GIVEN INSTRUCTION: Write out every record in full, exactly as written, please.

[Coordinate annotation entries]
========================================================================

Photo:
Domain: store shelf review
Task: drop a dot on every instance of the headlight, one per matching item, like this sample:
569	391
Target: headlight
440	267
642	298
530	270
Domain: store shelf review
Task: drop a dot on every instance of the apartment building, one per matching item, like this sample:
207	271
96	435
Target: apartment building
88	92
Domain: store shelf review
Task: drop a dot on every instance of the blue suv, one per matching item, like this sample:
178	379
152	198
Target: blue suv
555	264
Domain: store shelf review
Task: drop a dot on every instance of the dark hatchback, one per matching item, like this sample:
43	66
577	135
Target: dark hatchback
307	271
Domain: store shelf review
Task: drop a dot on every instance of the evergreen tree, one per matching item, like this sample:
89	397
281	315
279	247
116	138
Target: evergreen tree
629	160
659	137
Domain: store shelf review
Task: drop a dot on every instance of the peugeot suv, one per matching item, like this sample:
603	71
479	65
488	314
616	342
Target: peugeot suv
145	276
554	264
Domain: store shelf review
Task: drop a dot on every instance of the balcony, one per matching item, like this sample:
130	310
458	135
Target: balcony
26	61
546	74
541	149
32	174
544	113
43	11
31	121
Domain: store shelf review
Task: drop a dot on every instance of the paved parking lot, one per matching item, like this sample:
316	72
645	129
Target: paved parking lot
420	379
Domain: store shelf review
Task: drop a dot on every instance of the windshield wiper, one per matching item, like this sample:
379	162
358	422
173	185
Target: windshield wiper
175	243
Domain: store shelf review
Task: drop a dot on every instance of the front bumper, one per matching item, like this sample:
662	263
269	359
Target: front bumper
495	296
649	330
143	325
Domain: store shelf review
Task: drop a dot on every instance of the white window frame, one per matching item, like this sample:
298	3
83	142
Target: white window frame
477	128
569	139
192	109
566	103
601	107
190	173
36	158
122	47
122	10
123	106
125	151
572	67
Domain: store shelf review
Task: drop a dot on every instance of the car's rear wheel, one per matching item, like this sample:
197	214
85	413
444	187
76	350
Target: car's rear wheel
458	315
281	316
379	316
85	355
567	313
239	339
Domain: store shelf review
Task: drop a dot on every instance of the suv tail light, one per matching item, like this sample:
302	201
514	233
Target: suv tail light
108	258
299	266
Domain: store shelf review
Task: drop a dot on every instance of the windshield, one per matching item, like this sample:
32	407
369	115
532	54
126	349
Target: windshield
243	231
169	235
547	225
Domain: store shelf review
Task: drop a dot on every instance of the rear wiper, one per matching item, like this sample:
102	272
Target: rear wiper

========================================================================

EXPECTED OUTPUT:
Photo:
Domain: store shelf review
Task: drop a dot on every instance of the headlight, one per matching item, like this sample:
569	391
Target: headlight
440	267
642	298
530	270
Domain: store shelf review
Task: drop a dot on every instance of the apartment building, one per matching item, like this sample:
207	271
96	435
Target: apartment building
88	92
Domain: store shelf review
Task: drop a dot on every instance of the blue suv, one per matching item, like this sample:
178	379
152	198
Target: blue suv
555	264
Domain: store shelf review
Task: drop a dot on every instance of the dark hatchback, one per matching item, like this sample:
43	66
577	135
Target: dark hatchback
307	271
Domain: store shelf review
Task: drop a dot on every instance of the evergreen tree, one per matching item, like this sample:
89	397
281	315
279	247
116	138
Target: evergreen tree
629	160
659	137
Domain: store shelf review
Task: drop a dot on every instance of the peugeot suv, one per matching item, like this sample:
603	71
479	65
488	314
616	342
Target: peugeot suv
145	276
554	264
Domain: store shelf review
Task: drop a dot on every instance of the balcony, one per matching item, like this sample:
130	310
458	135
Target: balcony
26	61
546	74
541	149
32	174
544	113
43	11
31	121
Domain: store shelf review
Task: drop a dot on every instance of the paved parking lot, one per matching item, like this sample:
316	72
645	129
Target: paved parking lot
420	379
Domain: store shelf review
Task: drop a dot on every instance of the windshield wiper, one per matching item, like this sample:
379	162
358	422
173	185
Target: windshield wiper
175	243
Domain: store shelf review
Task: drop a dot on every instance of the front bumper, one per matching item, like this sample:
662	263
269	359
Target: front bumper
495	296
649	330
143	325
Domain: store shelf review
Task: drop a dot on every instance of the white window frame, one per matching item, like this sample:
298	3
83	142
Target: white window frame
477	128
569	139
192	109
566	103
601	107
190	173
36	158
122	47
122	10
123	106
125	151
572	67
Domain: store shelf review
Task: drop a dot on every instance of the car's rear wheel, one per matching item, like this sample:
197	214
85	413
444	187
76	350
Target: car's rear wheel
458	315
281	316
379	316
85	355
567	313
239	339
Domain: store shelf review
Task: drop a dot on every instance of the suv tail light, one per matching item, like this sample:
302	201
514	233
Target: suv tail light
108	258
299	266
Domain: store shelf review
Task: drop a dot on every instance of the windshield, one per matching item, like this sample:
32	407
369	115
532	54
126	349
Target: windshield
243	231
169	235
547	225
Domain: store shelf review
Task: drop a dot on every instance of the rear wiper, one per matching item, like this sample:
102	272
Target: rear wiper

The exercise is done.